**TEXT PASSAGE:**
________________
The excitement that marked the official one-year countdown to the 2020 Tokyo Games is real. A vivid expression of human joy that exists in locales near and far.
Not surprisingly, Olympic running legend Billy Mills is one of the most excited individuals.
Mills marked the occasion of the one-year countdown earlier this week by posting a message to his legion of fans and admirers on Facebook, informing them of a new endeavor: a free monthly newsletter.
“Trying my hand at writing,” wrote Mills, the men’s 10,000-meter gold medalist at the 1964 Tokyo Games. “A new story every month (until) the opening ceremonies at Tokyo 2020. Hope you all can read some of them! Road to Tokyo!”
In a section entitled “A Bumpy Start,” Mills, who was born on the Pine Ridge Indian Reservation in South Dakota, recalled his journey to Japan and the drama that involved the arrival of his wife and many others.
“I was a member of the 1964 USA Olympic team participating in the 10,000-meter run and the marathon,” Mills, now 81, wrote. “I arrived October 1, 1964 on a plane that carried most of the USA track and field team, as well as coaches and support staff. (My wife) Patricia arrived a few days later. Her plane, carrying several spouses of the athletes and coaching staff, provided the first challenge and test of our nerves before the Olympics even began.
________________
**PROVIDED DATA:**

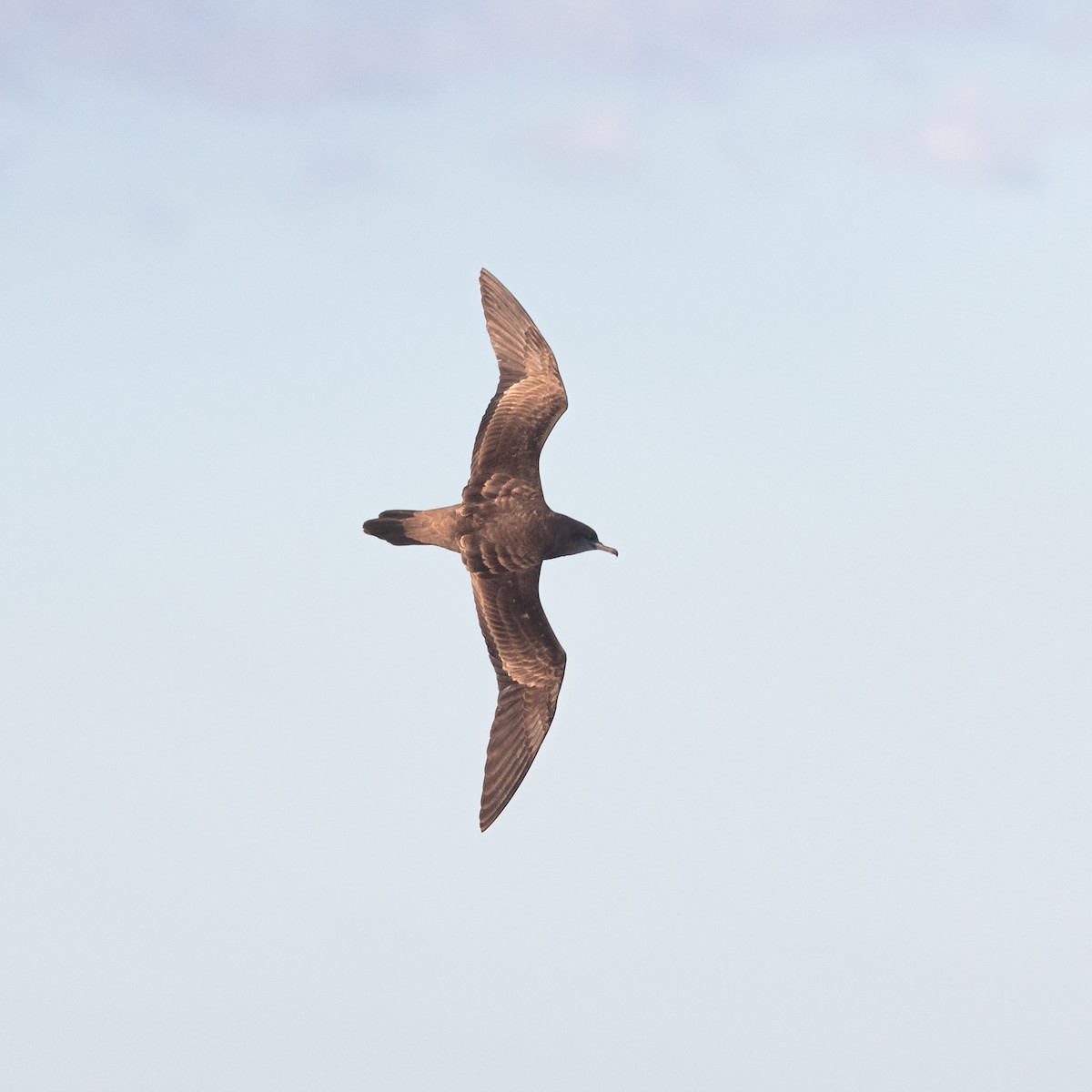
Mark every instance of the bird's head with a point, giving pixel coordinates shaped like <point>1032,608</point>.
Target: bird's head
<point>576,538</point>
________________
**WHAT THE TASK ASKS:**
Please copy the Billy Mills passage from "Not surprisingly, Olympic" to "free monthly newsletter.", substituting "Instagram" for "Facebook".

**THE REPLY:**
Not surprisingly, Olympic running legend Billy Mills is one of the most excited individuals.
Mills marked the occasion of the one-year countdown earlier this week by posting a message to his legion of fans and admirers on Instagram, informing them of a new endeavor: a free monthly newsletter.